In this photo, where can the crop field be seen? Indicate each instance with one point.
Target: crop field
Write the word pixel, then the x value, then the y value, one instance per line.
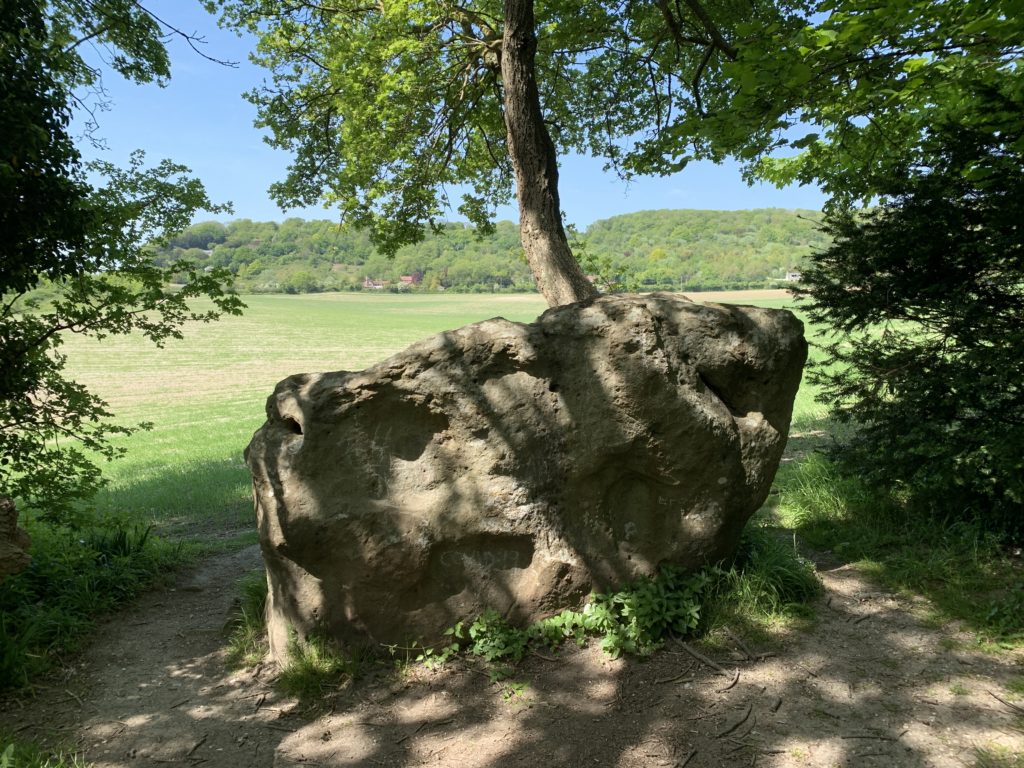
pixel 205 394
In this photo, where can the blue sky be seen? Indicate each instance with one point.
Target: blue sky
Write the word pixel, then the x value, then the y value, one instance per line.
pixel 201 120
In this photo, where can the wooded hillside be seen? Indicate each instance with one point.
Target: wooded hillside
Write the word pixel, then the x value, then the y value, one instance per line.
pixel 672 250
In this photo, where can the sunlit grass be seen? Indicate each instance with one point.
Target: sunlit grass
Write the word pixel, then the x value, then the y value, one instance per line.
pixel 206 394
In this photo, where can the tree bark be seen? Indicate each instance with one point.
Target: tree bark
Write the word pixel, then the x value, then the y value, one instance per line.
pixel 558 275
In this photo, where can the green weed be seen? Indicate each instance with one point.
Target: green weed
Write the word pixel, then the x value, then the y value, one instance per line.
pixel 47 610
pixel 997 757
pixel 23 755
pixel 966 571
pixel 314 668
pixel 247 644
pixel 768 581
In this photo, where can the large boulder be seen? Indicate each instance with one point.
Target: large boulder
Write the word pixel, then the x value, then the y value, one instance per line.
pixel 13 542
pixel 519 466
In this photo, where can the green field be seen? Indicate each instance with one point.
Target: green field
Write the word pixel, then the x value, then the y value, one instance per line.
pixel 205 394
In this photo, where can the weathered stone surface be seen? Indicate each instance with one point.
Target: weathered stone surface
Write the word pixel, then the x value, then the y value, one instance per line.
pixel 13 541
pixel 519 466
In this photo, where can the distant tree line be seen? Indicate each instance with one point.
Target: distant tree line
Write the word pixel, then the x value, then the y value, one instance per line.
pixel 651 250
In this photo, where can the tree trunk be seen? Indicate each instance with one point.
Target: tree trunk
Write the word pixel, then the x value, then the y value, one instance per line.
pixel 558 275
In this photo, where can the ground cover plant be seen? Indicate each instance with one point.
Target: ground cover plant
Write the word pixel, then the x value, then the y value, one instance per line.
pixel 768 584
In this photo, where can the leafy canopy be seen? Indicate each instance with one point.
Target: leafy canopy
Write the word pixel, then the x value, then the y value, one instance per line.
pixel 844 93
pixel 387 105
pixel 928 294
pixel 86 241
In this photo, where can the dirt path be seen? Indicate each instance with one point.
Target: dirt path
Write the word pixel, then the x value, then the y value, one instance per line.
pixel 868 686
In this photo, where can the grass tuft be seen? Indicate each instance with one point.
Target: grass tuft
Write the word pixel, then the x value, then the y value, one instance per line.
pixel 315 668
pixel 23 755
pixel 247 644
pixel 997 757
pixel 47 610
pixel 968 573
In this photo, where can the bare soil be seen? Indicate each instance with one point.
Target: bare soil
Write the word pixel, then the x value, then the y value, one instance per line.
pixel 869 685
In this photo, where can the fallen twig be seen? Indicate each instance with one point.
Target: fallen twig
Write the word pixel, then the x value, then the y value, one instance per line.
***
◆ **Aim**
Copy all the entries above word for word, leaving out the pictures.

◆ **Full solution**
In this photo, where can the crop field be seen? Indicate each instance with one point.
Target: crop field
Write the word pixel, then the x value, then the y value, one instance per line.
pixel 205 394
In this photo, where can the blue sky be seen? Indicate each instance with one point.
Target: blue sky
Write the word pixel, then the x value, then the y value, one instance per line.
pixel 201 120
In this photo, where can the wooded hillside be seen? Indicate each instance with one point.
Target: wooded hillside
Write the word pixel, then the x value, then the y value, one instance per line.
pixel 672 250
In this photo, where can the sunlit grass be seen? Indicate each instance with one point.
Target: sunlit grass
Write the word pixel, then the x value, then the y value, one instance per line.
pixel 206 394
In this photo, where can the tree bark be seen? Indicate each instance with one point.
Target: tree bark
Write the word pixel, then the x value, then the y value, one instance per line.
pixel 558 275
In this photo, where can the green weed be seen? Indicate each instance with one point.
Target: green weed
Write the word pixel, then the x value, then the y value, one instance per line.
pixel 47 610
pixel 997 757
pixel 23 755
pixel 966 571
pixel 314 668
pixel 247 644
pixel 768 581
In this photo, where can the large boulder be seen? Indicate each instance with one point.
Target: large boulder
Write the word pixel, then the x value, then the y value, one instance per line.
pixel 13 542
pixel 519 466
In this photo, where can the green field be seen? Indicate each instance with one point.
Target: green field
Write the word pixel, then the x value, then the y value, one instance per line.
pixel 205 394
In this photo, where can the weathered stone surface be seen? Indicate each instance with one point.
Target: weathered stone surface
Write the word pixel, then the x value, then the y value, one instance per line.
pixel 13 541
pixel 519 466
In this photo, where can the distant tree line be seen? Indicate each instance with one point.
Target: distant tree line
Write the word pixel, then the x value, then the y value, one instance per line.
pixel 651 250
In this photo, where can the tree trunk be seen? Indicate each instance with one point.
Target: tree trunk
Write the word pixel, then the x value, then the y value, one instance per line.
pixel 558 275
In this photo, where can the ground cover plant be seen? Indicate each instance with one point.
Target: ground cover plant
Write the word pixel, then the x value, then the y value, one instance per line.
pixel 768 584
In this photo, where can the leafy canopy be seen? Indicate each instance with one point.
Target: leafy canopy
Write the word pixel, then the x value, then the y value, one instance per line.
pixel 844 93
pixel 387 105
pixel 928 294
pixel 86 241
In this photo, where can the dirt path be seen? Indicate each instance with one point.
Target: dirt path
Write the word pixel, then the x value, then the y value, one instance per line.
pixel 868 686
In this photo, where can the grass tuft be seen? Indicate each instance with one point.
Target: grass tuft
Write the word pixel, then the x value, then the y value, one instance per line.
pixel 315 668
pixel 23 755
pixel 247 644
pixel 997 757
pixel 47 610
pixel 968 573
In this photo, where can the bare soil be seen? Indicate each instance with one point.
Target: bare soil
Write the word pixel, then the x value, then the y value, one instance per line.
pixel 869 685
In this photo, where can the fallen twig be seen? Indicate each instance with one point.
Target: fallen twig
Write the word pixel, then the x value, then the y value, one instance per line.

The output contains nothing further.